--- Excerpted data ---

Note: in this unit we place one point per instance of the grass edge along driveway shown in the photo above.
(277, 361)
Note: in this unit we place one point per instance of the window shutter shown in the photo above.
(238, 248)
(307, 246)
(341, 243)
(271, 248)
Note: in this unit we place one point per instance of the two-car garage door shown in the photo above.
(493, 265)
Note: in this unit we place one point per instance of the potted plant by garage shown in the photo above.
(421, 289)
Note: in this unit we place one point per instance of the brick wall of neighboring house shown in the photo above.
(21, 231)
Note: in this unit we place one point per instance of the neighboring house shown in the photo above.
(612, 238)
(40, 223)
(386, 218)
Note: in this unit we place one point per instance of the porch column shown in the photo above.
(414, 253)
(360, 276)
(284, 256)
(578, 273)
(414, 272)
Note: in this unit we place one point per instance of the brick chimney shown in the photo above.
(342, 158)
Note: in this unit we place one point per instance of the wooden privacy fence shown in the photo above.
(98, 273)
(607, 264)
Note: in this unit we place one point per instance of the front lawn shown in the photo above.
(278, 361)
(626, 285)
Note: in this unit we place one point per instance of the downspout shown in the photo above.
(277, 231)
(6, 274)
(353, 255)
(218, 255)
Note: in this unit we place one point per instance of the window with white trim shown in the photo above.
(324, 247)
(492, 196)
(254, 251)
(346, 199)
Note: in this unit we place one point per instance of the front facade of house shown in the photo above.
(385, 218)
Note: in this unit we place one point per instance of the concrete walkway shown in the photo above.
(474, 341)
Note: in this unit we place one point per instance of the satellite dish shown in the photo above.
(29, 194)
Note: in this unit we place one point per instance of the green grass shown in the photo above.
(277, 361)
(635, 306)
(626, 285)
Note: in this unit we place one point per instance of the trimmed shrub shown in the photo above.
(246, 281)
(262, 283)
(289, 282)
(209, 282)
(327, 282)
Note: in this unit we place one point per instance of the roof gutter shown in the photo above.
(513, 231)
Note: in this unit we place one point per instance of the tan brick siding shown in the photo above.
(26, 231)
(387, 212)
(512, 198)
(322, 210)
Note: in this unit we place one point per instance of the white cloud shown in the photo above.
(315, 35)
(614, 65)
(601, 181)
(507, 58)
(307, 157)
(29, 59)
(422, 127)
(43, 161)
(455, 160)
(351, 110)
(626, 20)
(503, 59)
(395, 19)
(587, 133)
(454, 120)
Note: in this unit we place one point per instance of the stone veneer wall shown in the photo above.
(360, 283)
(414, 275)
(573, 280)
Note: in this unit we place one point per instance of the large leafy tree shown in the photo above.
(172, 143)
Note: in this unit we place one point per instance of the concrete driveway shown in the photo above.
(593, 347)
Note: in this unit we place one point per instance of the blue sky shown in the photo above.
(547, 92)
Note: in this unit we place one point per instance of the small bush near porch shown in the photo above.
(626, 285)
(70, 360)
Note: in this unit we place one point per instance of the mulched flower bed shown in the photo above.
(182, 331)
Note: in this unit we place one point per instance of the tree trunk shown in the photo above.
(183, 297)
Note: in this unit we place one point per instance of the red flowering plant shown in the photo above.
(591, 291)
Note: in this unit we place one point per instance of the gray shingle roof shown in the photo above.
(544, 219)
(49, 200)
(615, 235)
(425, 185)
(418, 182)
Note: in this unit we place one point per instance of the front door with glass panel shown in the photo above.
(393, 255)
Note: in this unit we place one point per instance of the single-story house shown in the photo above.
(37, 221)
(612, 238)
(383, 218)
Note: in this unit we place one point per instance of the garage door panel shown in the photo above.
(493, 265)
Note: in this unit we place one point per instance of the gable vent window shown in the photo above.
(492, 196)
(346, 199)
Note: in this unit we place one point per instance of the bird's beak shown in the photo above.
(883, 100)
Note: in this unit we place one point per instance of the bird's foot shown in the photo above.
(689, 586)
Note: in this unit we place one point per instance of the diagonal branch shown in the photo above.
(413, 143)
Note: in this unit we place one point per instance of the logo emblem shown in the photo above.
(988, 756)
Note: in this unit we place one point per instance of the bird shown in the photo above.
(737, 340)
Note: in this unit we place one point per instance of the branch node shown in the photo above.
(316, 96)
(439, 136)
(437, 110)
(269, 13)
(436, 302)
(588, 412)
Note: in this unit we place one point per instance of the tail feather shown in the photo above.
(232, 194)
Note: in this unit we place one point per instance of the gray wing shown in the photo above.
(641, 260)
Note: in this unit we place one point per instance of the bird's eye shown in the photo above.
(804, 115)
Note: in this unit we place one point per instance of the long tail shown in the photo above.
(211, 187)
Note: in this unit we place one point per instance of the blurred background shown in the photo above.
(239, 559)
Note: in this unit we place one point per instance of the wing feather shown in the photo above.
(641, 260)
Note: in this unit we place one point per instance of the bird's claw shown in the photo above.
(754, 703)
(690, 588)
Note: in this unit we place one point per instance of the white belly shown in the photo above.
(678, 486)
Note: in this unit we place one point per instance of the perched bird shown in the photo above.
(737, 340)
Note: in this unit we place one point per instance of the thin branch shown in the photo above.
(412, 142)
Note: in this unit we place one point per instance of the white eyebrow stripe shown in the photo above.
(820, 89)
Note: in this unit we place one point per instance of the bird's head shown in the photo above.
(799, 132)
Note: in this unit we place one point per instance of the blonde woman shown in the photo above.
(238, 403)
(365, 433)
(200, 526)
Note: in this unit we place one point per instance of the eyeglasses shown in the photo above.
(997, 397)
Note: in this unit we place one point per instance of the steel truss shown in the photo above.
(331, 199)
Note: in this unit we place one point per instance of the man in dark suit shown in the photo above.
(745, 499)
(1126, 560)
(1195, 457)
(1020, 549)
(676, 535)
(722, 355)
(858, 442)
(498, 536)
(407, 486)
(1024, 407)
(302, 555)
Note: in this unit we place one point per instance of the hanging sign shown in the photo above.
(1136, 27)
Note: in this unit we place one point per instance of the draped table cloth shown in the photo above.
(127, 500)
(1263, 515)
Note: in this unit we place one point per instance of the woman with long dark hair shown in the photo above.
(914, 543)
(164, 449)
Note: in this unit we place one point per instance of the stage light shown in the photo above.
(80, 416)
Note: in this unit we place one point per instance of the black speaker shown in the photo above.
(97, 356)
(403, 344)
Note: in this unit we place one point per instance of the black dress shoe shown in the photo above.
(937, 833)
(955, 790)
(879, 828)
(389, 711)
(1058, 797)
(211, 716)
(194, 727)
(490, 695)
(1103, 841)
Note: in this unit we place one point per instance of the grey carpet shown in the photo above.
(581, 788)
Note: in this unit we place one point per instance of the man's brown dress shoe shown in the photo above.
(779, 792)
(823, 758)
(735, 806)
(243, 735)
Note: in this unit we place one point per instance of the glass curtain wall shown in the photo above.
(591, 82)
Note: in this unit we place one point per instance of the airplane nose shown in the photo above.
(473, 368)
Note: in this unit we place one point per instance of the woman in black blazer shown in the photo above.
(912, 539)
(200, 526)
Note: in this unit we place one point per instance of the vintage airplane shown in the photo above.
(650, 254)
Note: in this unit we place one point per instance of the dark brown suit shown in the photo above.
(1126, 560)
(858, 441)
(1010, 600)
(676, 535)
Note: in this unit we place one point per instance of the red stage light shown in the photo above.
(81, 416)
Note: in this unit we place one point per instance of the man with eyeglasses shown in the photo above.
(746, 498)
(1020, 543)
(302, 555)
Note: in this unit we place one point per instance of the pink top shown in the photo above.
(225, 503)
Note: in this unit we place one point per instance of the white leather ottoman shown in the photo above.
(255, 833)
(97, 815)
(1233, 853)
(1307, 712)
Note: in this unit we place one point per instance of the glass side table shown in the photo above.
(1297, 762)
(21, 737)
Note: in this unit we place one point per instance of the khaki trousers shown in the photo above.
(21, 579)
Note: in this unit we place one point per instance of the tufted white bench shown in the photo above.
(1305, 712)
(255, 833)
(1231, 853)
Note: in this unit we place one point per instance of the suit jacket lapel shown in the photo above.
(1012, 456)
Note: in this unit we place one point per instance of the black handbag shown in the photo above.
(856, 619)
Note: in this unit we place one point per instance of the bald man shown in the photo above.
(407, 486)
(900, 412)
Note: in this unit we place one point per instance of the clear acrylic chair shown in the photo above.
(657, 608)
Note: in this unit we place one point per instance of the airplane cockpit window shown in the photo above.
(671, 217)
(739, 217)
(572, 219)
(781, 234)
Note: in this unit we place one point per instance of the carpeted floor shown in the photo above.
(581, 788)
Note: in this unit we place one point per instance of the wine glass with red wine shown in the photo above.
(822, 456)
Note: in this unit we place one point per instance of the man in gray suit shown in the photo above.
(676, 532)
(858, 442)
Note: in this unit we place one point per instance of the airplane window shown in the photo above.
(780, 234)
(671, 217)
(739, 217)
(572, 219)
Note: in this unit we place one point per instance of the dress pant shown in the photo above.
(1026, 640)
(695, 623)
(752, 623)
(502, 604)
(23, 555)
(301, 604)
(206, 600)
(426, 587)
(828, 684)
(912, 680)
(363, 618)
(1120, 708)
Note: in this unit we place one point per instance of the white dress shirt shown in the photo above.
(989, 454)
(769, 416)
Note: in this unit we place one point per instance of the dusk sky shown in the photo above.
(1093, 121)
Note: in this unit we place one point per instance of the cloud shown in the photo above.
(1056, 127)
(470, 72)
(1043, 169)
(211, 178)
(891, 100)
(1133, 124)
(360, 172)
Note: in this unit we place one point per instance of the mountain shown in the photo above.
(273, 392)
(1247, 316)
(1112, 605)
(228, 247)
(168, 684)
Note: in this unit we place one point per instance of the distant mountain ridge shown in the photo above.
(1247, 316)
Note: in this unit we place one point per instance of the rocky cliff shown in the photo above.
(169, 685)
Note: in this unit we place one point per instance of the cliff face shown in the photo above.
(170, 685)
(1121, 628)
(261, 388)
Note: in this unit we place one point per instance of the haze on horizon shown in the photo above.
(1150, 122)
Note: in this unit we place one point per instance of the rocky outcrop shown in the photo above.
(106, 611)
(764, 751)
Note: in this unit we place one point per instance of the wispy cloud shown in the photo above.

--- Problem to solve ---
Give again, word for word, every line from the one holding "dusk sky shown in the photo above." to the end of the data.

--- Full solution ---
Note: in this unit we place one point per instance of the dusk sky shown in the photo above.
(1093, 121)
Note: in this unit we place one point per instance of the cloud shown in the photo above.
(1056, 127)
(470, 72)
(1043, 169)
(211, 178)
(891, 100)
(1133, 124)
(360, 172)
Note: in this unit we place one point per instance of the mountain shown in the photo above.
(273, 392)
(1247, 316)
(1112, 605)
(228, 247)
(168, 684)
Note: in this unit we place one point per instance of the distant mountain ridge shown in the photo above.
(1247, 316)
Note: in this unit we place one point per instance of the rocky cliff shown in the photo above.
(169, 685)
Note: in this unit we place one point per instance of the cliff face shown in the photo above.
(170, 685)
(1121, 628)
(261, 388)
Note: in this unit we place one point per instance of the haze on horizon shown in the photo above.
(1150, 122)
Note: in this unit we place one point per instance of the rocky outcrop shown in the photo above.
(106, 611)
(764, 751)
Note: in this unit we place one point per instance of the wispy cloud shown in the photo above.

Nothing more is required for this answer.